I entirely agree that there has been remarkable progress over the last Century. I leave as an exercise, however, for anyone who has followed my published work of the last few years, "What literature have they failed to engage with?!?" I can forgive the editors of Nature Physics because I know very well that my work is not perfectly clear and needs another few iterations in the literature (and in their last paragraph they almost save themselves, "the maxim “no one understands quantum mechanics” is a little less true than it used to be, at least in a practical sense", so they almost know this is a "clouds on the horizon" editorial), but they do not know the recent literature on QM well enough —and not just mine— to write this editorial.
At the same time, I wrote to
naturephysics@nature.com with a similar degree of intemperateness because I didn't care whether I got a reply (and it didn't), which I followed up with an e-mail to one person on the editorial team in particular, Bart Verberck, because I suspected, with no real evidence, that it was his hand at the first writing of the editorial. Also no reply. I followed up that second e-mail a few days ago, because why not, which, astonishingly to me, elicited a brief reply from the chief editor of Nature Physics, yesterday. The last sentence of that reply is of general interest, I think, and to the credit of the journal,
"But I can re-emphasize that the spirit of the editorial – that quantum foundations is an important area of study – is something that we believe rather strongly and we certainly hope to represent it in our pages in the future."
The first short paragraph of the reply was a polite, rather nicely phrased setting aside of my work. I had forced them to respond to persuade me to go away —which they didn't need to do because there are other places where I can annoy people more productively, so I wasn't going to write a fourth time— but they didn't have time to read my rather obtuse work with enough care to figure out whether it contains something worthwhile.

Dataset records>
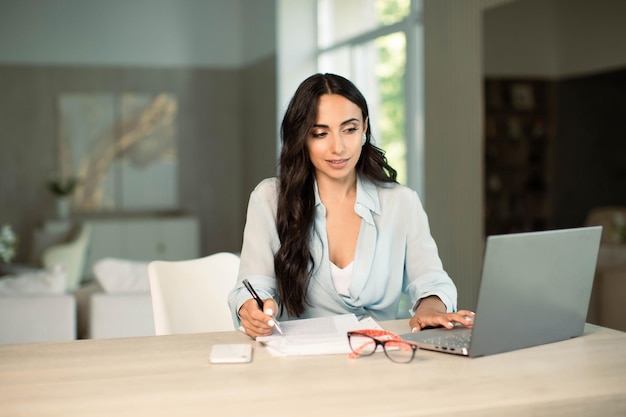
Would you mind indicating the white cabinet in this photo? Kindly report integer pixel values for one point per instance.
(140, 239)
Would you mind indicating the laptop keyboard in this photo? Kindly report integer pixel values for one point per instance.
(457, 340)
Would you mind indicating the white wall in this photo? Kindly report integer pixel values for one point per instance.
(205, 33)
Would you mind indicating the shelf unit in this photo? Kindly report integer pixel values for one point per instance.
(519, 137)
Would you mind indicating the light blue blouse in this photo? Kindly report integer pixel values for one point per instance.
(395, 255)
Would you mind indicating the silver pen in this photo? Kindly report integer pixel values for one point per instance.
(259, 302)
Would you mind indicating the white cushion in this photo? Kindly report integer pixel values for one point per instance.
(120, 275)
(45, 281)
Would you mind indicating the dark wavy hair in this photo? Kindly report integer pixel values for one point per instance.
(293, 262)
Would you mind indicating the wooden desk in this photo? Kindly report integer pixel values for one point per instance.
(171, 376)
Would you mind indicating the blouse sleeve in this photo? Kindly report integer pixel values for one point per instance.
(260, 242)
(424, 268)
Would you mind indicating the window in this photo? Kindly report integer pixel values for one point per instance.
(375, 44)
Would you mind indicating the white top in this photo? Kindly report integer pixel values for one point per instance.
(342, 277)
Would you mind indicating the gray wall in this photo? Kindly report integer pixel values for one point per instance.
(224, 80)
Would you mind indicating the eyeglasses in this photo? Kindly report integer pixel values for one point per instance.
(365, 343)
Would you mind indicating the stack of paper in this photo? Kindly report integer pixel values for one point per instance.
(317, 336)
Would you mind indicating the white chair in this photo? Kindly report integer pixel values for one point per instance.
(192, 296)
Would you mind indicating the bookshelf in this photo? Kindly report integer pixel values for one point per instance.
(519, 137)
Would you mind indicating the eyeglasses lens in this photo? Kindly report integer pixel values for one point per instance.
(363, 345)
(399, 351)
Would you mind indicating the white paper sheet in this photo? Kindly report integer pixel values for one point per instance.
(317, 336)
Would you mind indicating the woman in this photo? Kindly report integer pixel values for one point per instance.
(335, 233)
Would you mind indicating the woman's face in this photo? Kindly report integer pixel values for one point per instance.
(335, 141)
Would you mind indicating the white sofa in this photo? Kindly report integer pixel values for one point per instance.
(37, 318)
(105, 315)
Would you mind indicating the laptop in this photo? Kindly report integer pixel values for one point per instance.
(535, 289)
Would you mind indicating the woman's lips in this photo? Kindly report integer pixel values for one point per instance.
(337, 163)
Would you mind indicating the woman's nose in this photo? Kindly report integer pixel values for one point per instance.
(337, 145)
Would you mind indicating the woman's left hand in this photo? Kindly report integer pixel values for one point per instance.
(431, 312)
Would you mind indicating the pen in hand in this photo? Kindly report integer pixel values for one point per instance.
(259, 302)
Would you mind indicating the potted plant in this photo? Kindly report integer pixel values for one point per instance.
(8, 243)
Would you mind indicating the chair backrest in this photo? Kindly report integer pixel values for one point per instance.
(192, 296)
(71, 256)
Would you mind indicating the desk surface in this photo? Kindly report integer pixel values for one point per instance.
(171, 376)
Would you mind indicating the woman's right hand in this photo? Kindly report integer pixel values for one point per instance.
(256, 322)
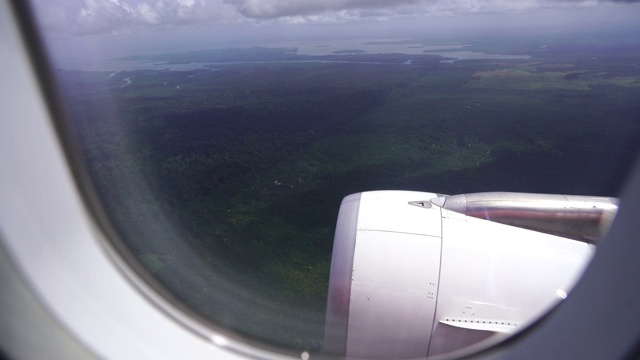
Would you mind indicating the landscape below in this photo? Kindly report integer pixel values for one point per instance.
(225, 181)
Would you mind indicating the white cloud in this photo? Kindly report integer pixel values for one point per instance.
(80, 17)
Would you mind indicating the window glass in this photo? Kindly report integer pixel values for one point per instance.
(221, 136)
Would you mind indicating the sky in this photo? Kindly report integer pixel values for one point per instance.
(122, 27)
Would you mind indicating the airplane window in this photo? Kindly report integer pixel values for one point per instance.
(379, 180)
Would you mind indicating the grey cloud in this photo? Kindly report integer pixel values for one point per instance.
(81, 17)
(281, 8)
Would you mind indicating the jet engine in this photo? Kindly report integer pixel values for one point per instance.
(412, 279)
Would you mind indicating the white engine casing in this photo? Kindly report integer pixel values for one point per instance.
(409, 281)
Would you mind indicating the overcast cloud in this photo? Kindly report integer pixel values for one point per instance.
(83, 17)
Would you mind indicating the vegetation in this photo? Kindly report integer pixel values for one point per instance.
(226, 184)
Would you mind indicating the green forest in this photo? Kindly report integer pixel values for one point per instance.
(225, 181)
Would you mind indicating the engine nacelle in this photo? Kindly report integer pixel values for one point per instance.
(413, 281)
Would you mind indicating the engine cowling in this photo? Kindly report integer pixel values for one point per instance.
(413, 281)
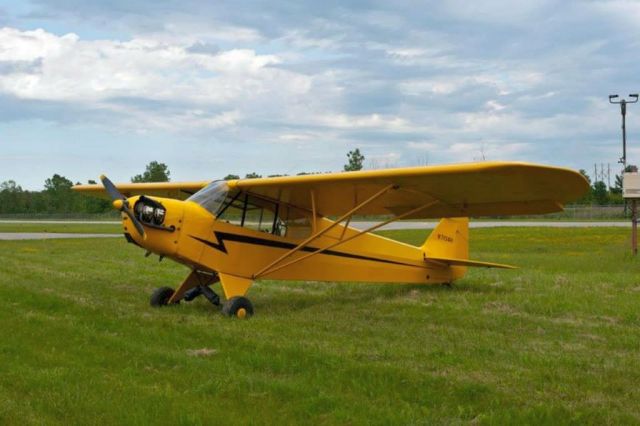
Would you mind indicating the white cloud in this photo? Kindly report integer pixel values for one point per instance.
(93, 73)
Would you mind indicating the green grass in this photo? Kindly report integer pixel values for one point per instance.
(72, 227)
(556, 342)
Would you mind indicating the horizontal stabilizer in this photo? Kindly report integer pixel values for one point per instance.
(462, 262)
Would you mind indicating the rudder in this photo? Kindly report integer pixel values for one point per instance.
(449, 239)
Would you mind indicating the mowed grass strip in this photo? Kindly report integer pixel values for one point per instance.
(555, 342)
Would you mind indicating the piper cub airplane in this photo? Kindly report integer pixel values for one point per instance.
(297, 228)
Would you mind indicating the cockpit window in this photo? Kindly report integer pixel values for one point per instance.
(212, 196)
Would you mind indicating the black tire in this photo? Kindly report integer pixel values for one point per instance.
(238, 306)
(161, 296)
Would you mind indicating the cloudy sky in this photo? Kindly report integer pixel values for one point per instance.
(218, 87)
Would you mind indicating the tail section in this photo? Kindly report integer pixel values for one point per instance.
(449, 241)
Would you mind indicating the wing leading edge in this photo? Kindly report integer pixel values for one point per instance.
(462, 190)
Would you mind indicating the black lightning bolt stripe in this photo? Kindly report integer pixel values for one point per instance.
(225, 236)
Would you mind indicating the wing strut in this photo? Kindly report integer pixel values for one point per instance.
(273, 268)
(327, 229)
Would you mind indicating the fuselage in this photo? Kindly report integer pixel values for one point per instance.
(191, 235)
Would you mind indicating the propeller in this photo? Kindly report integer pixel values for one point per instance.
(121, 203)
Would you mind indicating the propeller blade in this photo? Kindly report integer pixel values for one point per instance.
(123, 204)
(111, 189)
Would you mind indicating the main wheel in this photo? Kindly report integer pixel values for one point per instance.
(237, 306)
(161, 296)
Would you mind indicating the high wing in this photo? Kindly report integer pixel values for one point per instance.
(177, 190)
(461, 190)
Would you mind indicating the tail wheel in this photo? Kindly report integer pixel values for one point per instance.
(161, 296)
(237, 306)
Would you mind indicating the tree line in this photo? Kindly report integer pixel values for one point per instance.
(58, 198)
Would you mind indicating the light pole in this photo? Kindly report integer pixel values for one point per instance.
(623, 111)
(634, 211)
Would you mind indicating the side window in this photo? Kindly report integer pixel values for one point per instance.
(251, 212)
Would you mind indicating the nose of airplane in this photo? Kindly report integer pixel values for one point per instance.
(161, 219)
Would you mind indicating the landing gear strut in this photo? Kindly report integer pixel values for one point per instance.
(203, 290)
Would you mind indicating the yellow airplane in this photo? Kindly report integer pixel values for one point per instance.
(297, 227)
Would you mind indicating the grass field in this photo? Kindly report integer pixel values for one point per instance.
(555, 342)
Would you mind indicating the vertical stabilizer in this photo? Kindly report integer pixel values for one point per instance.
(449, 240)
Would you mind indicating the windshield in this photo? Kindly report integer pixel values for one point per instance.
(211, 196)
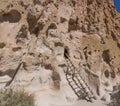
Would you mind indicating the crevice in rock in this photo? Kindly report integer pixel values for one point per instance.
(12, 16)
(15, 49)
(66, 52)
(106, 56)
(73, 25)
(106, 73)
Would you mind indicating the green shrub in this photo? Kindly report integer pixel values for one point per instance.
(18, 98)
(106, 84)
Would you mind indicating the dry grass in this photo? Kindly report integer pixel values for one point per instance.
(10, 98)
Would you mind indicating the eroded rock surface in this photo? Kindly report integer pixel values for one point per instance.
(35, 34)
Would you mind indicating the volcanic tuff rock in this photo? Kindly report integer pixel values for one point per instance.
(33, 38)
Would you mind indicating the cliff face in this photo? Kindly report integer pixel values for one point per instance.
(33, 38)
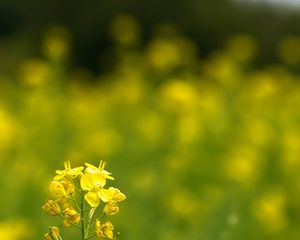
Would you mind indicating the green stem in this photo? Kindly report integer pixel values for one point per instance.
(90, 237)
(82, 218)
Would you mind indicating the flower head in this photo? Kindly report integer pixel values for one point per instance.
(51, 208)
(71, 216)
(68, 172)
(104, 230)
(52, 234)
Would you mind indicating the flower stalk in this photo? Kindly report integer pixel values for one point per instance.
(76, 188)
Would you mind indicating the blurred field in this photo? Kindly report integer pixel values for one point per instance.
(203, 148)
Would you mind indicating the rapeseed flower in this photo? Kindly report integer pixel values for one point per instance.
(68, 172)
(73, 188)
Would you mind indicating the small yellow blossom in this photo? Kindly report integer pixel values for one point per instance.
(93, 182)
(57, 189)
(104, 230)
(68, 186)
(111, 208)
(51, 208)
(98, 171)
(53, 234)
(113, 195)
(107, 229)
(68, 172)
(71, 217)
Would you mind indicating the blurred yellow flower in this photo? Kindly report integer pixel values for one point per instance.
(57, 189)
(68, 172)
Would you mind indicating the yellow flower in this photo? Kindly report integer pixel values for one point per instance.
(99, 231)
(52, 234)
(107, 229)
(95, 192)
(57, 189)
(104, 230)
(112, 195)
(71, 216)
(98, 171)
(68, 172)
(51, 208)
(93, 182)
(111, 208)
(68, 186)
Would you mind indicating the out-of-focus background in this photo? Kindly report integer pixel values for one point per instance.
(193, 104)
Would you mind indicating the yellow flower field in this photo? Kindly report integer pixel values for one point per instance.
(203, 148)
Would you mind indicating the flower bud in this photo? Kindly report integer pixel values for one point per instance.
(57, 189)
(68, 186)
(52, 234)
(51, 208)
(71, 216)
(111, 208)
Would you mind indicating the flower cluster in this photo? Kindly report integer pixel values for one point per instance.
(79, 192)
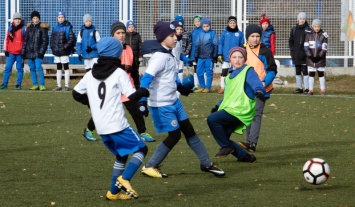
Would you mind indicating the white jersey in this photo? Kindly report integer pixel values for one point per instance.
(177, 50)
(163, 87)
(105, 100)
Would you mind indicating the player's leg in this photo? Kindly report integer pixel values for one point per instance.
(253, 130)
(305, 78)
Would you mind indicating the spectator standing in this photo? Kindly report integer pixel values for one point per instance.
(296, 45)
(316, 47)
(230, 37)
(14, 40)
(62, 43)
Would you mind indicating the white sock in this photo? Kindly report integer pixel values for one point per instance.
(305, 81)
(66, 78)
(322, 83)
(59, 78)
(299, 81)
(222, 81)
(195, 80)
(311, 83)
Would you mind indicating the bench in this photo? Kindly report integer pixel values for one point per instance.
(50, 70)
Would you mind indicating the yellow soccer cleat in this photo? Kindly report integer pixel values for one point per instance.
(118, 196)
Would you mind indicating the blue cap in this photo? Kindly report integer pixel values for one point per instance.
(129, 23)
(109, 47)
(179, 18)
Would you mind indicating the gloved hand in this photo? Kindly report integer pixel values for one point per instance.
(89, 49)
(220, 59)
(41, 56)
(214, 109)
(183, 91)
(260, 95)
(143, 108)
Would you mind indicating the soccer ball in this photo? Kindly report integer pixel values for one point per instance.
(316, 171)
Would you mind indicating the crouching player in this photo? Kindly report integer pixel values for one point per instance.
(102, 88)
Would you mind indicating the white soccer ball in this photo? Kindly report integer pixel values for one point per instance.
(316, 171)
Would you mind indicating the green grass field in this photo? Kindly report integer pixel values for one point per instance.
(45, 161)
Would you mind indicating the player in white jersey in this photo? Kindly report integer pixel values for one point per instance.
(102, 88)
(168, 113)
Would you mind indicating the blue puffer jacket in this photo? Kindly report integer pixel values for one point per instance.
(227, 41)
(87, 39)
(206, 45)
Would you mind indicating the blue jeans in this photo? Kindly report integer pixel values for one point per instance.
(8, 69)
(205, 66)
(35, 66)
(222, 125)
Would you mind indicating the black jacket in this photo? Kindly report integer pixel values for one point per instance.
(62, 44)
(296, 43)
(36, 40)
(134, 40)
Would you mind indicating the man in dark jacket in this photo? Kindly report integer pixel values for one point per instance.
(296, 41)
(34, 48)
(134, 40)
(63, 41)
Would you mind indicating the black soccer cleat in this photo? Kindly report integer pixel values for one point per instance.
(213, 169)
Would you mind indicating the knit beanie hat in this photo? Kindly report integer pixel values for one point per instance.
(87, 17)
(109, 47)
(162, 30)
(35, 14)
(238, 49)
(316, 22)
(264, 19)
(301, 15)
(177, 24)
(61, 13)
(179, 18)
(17, 16)
(253, 28)
(205, 21)
(232, 18)
(116, 26)
(197, 17)
(129, 23)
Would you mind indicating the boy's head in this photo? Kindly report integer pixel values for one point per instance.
(109, 47)
(316, 25)
(264, 22)
(197, 20)
(130, 25)
(232, 22)
(206, 24)
(179, 18)
(237, 57)
(118, 31)
(253, 34)
(178, 27)
(165, 34)
(87, 19)
(17, 18)
(60, 17)
(301, 18)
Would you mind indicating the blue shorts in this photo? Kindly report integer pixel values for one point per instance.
(124, 142)
(167, 118)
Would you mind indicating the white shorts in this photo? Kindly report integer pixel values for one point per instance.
(226, 65)
(90, 62)
(312, 69)
(61, 59)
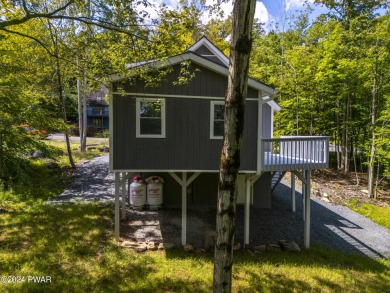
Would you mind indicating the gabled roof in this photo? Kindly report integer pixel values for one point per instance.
(210, 46)
(189, 55)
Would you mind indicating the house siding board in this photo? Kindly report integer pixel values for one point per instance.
(262, 193)
(266, 123)
(187, 145)
(205, 83)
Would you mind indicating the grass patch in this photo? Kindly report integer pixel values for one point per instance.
(74, 245)
(379, 214)
(78, 156)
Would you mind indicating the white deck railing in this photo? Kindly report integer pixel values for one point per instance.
(294, 153)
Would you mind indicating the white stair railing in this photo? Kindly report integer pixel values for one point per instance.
(295, 153)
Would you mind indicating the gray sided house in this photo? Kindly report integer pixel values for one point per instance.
(98, 110)
(175, 131)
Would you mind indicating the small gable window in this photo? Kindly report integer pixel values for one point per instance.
(150, 122)
(217, 110)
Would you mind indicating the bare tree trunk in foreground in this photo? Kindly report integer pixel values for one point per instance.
(241, 45)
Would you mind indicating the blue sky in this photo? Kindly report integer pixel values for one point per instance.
(268, 11)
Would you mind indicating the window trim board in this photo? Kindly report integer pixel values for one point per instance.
(138, 101)
(212, 107)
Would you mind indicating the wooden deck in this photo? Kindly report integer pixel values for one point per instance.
(294, 153)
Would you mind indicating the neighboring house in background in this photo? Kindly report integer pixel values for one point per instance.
(98, 110)
(175, 131)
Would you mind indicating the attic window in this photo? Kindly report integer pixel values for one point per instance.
(150, 117)
(217, 110)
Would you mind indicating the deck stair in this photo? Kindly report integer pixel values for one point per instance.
(276, 178)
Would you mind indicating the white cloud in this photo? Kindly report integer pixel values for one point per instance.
(262, 13)
(295, 4)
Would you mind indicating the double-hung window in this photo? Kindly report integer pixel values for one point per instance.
(217, 110)
(150, 117)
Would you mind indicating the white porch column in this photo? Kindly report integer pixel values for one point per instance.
(184, 208)
(303, 194)
(116, 211)
(307, 211)
(123, 195)
(247, 210)
(293, 206)
(184, 183)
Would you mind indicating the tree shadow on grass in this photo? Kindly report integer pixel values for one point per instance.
(69, 244)
(320, 269)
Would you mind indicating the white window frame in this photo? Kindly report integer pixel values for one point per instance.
(212, 107)
(138, 117)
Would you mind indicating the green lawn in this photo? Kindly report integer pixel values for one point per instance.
(74, 245)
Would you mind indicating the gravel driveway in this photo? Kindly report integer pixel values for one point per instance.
(331, 225)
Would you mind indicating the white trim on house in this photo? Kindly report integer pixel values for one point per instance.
(212, 110)
(138, 118)
(174, 96)
(217, 53)
(207, 64)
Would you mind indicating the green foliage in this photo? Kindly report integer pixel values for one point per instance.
(379, 214)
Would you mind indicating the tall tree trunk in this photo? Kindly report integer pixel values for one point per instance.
(241, 45)
(83, 132)
(79, 102)
(61, 93)
(372, 147)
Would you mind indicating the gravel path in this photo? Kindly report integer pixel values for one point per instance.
(334, 226)
(92, 182)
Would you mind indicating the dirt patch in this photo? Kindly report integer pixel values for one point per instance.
(164, 226)
(340, 187)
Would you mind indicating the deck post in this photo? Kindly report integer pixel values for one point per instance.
(293, 208)
(184, 208)
(307, 212)
(247, 210)
(123, 195)
(117, 222)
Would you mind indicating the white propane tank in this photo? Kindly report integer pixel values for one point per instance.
(137, 193)
(155, 191)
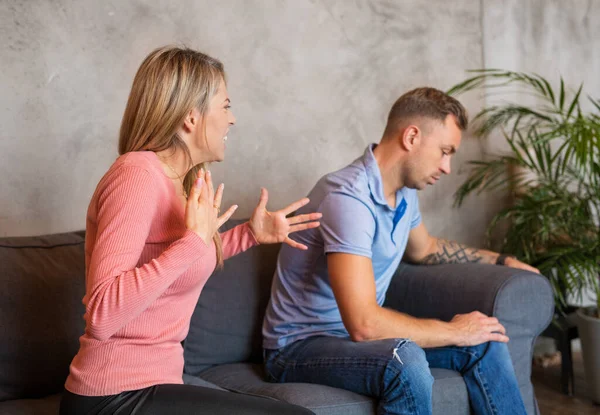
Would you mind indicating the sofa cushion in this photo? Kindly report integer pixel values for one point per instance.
(226, 324)
(44, 406)
(43, 282)
(449, 391)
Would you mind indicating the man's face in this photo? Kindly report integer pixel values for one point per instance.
(431, 157)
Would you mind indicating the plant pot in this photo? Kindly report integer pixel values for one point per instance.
(589, 333)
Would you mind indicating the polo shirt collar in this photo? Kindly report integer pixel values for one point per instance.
(374, 176)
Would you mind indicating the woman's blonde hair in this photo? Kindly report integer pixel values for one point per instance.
(169, 83)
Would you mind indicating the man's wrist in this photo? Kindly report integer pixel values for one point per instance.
(501, 260)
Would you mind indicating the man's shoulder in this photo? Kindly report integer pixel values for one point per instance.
(351, 181)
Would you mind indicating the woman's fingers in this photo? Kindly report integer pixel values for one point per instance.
(219, 196)
(225, 216)
(294, 244)
(195, 193)
(304, 218)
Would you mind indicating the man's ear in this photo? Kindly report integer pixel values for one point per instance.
(191, 120)
(411, 137)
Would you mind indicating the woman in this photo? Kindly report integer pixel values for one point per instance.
(152, 243)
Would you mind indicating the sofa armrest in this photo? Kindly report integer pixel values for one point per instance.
(521, 300)
(442, 291)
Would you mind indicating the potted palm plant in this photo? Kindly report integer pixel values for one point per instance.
(552, 172)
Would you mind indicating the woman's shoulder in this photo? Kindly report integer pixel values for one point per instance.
(136, 166)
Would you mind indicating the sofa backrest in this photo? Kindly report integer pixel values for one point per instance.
(41, 314)
(226, 324)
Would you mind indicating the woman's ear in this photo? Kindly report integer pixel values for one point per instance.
(192, 120)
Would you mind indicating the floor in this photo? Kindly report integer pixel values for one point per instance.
(546, 382)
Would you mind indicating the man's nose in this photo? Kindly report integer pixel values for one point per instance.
(445, 168)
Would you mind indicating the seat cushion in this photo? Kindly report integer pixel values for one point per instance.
(226, 324)
(41, 314)
(44, 406)
(449, 391)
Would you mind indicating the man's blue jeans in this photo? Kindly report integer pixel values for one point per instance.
(396, 371)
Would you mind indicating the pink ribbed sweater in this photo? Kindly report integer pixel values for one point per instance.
(144, 274)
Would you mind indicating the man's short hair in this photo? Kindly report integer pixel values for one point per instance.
(428, 103)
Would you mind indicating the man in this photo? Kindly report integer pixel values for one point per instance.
(325, 322)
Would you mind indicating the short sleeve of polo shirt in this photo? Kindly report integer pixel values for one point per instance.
(415, 219)
(347, 226)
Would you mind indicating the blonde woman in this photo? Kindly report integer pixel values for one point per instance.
(152, 241)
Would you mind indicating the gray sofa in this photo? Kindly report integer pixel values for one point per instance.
(42, 280)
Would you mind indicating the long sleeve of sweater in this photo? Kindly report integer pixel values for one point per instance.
(118, 287)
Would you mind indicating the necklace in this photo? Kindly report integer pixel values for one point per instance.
(179, 177)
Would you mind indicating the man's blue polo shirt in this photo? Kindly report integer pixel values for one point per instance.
(356, 220)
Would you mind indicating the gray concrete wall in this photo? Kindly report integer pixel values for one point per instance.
(311, 83)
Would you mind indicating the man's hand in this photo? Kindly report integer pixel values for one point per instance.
(476, 328)
(515, 263)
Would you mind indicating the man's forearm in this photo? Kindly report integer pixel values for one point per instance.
(386, 323)
(450, 252)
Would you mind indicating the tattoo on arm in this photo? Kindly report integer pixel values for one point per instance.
(450, 252)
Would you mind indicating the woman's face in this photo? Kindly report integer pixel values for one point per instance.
(207, 140)
(217, 121)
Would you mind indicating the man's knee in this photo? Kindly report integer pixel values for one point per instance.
(410, 362)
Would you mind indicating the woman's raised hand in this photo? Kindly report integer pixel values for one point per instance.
(203, 206)
(272, 227)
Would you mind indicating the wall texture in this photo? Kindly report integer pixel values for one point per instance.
(311, 84)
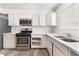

Exercise set>
1 - List every message the writer says they sent to Nature Physics in the passage on the Nature Physics editorial, in the order they are given.
2 - Extend the passage on the Nature Physics editorial with one further paragraph that picks up after its final sentence.

Outputs by task>
1 -
1. A message to naturephysics@nature.com, which received no reply.
2. An e-mail to Bart Verberck of the editorial team, which also received no reply.
3. A follow-up to that second e-mail, sent a few days ago, which drew a brief reply from the chief editor.

2 -
The social aspects of this are somewhat incomprehensible to me: if there is something transformative in my work (or, to be clear, in someone else's) that really hasn't been said in either the ancient or recent literature on QM, what does it take to persuade people to read it? Three published articles in recent years in Physica Scripta, Annals of Physics, and Journal of Physics A are not enough, but what is? I don't want to over-claim, because I know that my work is less than perfectly clear and in any case I may just be as wrong as the worst crank, but I can see how my work fits into so many threads in the physics literature that I feel confident there is
some good in my work, even though I must be wrong about many details (I always have been in the past and it's usually taken me a few years to see why I've been wrong about even tiny details.) My work is research in the raw about something that has resisted much smarter people than I am for most of a Century, so for even the smallest of good to come from my work is unbelievable enough that I can't find it in myself to fault Nature Physics. Fun, yeah.